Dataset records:
--- --- ---
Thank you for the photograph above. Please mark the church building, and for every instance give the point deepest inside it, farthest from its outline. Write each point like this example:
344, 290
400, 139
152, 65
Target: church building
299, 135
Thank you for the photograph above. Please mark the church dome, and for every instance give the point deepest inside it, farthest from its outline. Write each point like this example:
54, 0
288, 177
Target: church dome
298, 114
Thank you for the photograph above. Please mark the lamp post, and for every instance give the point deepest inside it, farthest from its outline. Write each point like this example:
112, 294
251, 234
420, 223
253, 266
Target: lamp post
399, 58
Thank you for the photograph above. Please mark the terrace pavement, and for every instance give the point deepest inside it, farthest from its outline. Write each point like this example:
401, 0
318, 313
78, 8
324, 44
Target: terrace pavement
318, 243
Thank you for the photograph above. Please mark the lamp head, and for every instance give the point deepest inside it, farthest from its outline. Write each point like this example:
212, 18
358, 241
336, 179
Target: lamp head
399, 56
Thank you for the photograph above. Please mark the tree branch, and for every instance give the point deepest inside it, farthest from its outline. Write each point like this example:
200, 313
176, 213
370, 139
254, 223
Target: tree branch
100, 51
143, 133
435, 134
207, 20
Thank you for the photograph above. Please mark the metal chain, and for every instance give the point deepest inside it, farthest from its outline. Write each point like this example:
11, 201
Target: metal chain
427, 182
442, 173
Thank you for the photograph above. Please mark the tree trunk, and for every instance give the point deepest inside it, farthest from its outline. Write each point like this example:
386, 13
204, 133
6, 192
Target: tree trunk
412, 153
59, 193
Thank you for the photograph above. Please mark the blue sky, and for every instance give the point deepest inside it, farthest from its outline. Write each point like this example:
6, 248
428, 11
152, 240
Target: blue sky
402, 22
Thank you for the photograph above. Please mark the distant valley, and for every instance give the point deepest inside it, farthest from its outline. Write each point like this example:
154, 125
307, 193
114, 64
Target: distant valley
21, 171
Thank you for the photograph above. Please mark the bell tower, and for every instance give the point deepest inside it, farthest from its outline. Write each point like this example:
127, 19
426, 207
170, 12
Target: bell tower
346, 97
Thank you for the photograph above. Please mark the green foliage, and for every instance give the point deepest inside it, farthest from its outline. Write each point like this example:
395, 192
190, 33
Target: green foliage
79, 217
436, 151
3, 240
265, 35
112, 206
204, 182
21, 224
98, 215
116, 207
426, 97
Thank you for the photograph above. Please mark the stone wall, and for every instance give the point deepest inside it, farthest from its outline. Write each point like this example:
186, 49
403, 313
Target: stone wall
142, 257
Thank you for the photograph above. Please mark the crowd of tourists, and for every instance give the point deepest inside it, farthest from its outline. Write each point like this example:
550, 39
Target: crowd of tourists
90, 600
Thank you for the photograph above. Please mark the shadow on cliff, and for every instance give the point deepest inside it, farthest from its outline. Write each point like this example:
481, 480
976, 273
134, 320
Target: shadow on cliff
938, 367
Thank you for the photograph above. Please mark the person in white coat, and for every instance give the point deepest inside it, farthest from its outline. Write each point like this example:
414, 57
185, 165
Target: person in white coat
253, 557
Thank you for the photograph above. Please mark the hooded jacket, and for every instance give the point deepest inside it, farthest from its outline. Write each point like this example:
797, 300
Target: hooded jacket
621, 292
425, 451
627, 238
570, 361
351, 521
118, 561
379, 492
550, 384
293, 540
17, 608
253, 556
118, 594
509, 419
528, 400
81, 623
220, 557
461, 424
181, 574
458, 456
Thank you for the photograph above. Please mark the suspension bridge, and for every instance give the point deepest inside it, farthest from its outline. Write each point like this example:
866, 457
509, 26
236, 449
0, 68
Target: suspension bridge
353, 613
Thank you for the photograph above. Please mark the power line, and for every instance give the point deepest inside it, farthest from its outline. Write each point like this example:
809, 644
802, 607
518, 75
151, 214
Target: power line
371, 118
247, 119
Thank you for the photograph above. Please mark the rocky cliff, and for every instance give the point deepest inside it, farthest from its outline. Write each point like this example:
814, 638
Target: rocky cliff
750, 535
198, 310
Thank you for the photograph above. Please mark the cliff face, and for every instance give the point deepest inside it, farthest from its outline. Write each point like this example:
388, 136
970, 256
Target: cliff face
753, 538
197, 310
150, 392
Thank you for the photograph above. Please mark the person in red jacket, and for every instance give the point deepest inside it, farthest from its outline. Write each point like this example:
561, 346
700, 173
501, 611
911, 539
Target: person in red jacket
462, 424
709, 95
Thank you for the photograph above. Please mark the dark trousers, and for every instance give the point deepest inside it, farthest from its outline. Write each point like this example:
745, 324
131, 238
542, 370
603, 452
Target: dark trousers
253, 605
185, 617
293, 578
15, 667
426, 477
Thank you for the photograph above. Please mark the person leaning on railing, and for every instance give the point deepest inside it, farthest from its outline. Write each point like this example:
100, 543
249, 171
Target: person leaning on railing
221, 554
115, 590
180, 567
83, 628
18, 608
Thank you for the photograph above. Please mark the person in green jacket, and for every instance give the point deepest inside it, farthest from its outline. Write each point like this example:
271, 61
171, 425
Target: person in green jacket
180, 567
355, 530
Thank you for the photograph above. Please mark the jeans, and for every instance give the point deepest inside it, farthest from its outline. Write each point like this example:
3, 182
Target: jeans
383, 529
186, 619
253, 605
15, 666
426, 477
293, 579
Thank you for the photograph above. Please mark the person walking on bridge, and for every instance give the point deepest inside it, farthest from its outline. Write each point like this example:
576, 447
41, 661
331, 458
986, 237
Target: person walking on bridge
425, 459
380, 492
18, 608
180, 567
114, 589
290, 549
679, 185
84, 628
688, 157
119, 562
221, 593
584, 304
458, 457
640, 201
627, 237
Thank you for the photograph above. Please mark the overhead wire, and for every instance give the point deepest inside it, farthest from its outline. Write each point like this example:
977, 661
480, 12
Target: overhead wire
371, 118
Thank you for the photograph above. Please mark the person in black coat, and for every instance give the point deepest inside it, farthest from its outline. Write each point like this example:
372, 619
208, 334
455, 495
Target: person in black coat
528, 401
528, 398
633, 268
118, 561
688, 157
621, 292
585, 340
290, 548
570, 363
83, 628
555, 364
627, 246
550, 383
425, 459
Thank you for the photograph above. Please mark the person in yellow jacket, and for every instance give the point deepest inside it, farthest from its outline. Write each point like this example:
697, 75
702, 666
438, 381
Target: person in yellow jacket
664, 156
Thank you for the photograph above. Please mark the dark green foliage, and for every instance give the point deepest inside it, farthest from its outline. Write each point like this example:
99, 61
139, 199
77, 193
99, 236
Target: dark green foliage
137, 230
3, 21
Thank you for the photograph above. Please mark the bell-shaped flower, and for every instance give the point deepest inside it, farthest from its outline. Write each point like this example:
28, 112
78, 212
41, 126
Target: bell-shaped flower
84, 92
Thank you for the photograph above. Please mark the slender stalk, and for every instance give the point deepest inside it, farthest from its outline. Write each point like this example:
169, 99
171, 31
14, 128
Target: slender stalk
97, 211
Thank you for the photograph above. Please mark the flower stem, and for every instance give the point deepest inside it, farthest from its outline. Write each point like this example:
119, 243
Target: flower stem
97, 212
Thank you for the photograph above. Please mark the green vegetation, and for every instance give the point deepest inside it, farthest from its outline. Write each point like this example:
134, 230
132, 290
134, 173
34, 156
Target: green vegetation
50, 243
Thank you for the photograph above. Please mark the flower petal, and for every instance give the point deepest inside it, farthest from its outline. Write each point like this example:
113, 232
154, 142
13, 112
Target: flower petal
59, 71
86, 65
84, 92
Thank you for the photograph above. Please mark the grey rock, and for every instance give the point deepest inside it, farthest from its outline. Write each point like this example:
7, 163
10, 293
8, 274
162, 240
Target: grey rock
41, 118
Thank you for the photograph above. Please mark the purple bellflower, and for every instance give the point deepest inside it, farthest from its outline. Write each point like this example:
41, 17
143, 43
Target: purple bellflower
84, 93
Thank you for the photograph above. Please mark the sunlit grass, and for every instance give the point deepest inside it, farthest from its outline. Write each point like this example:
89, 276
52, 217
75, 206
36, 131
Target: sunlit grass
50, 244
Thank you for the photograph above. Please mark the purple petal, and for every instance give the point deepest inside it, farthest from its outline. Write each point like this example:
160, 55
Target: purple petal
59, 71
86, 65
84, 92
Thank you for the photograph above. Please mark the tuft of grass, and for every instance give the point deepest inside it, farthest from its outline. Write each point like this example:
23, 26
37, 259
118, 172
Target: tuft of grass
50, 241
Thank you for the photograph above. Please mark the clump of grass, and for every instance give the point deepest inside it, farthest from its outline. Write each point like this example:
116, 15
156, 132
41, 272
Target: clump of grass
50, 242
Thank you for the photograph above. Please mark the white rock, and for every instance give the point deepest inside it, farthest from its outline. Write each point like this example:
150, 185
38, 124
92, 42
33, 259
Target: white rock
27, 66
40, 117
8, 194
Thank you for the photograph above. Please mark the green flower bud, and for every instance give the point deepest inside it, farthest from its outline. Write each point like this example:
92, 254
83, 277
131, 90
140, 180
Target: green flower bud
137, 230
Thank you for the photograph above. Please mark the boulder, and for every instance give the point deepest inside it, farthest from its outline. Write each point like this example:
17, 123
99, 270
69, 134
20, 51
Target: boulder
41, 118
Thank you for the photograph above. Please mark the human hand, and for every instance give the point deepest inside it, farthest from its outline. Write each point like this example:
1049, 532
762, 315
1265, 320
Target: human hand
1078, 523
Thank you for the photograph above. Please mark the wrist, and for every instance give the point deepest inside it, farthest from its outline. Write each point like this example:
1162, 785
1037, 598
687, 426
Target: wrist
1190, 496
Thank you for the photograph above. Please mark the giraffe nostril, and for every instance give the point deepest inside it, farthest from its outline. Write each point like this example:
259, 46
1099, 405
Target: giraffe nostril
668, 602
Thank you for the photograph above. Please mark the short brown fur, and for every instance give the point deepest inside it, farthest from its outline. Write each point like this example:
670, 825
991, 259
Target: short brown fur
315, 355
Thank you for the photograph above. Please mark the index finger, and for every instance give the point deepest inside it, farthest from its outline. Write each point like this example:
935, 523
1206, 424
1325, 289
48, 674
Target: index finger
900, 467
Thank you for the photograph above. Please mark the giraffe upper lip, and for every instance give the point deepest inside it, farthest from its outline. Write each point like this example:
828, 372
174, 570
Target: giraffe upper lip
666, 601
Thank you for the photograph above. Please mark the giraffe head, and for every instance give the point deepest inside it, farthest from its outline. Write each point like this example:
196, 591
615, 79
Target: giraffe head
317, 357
--- --- ---
Give the lines exactly as they stand, from the line with "Thank you for the photograph above. Please mark the index" through the end of the material.

Thank you for the photograph above. Please mark the index finger, and for every instance give the point deepest inside it, farthest from its outline. Write each point like this example:
935, 523
1206, 424
1325, 289
48, 674
Target: index finger
900, 467
Thank you for the photograph above. Please mark the giraffe upper lip, and for every instance give the point deepest inside it, farthest from its outline. Write each point like this example:
828, 372
174, 570
Target: giraffe upper lip
666, 601
Thank you for the photograph above. Please mark the giraffe head, and for every instance give the point deepest inside it, farthest from its outline. Write each point like this example:
196, 591
615, 79
Target: giraffe head
317, 357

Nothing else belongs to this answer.